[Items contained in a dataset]
— start —

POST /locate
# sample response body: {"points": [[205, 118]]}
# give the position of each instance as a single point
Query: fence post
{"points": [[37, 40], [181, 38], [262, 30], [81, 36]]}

— end —

## Task requirements
Render the items above as a two-column CSV with the header input,output. Give one row per item, with its text in input and its answer in output, each in a single quoted field with line breaks replaced by spaces.

## Response
input,output
"POST /locate # sample response body: {""points"": [[205, 118]]} # give the position of each instance as a single point Query: fence post","{""points"": [[37, 40], [181, 38], [262, 30], [81, 36]]}"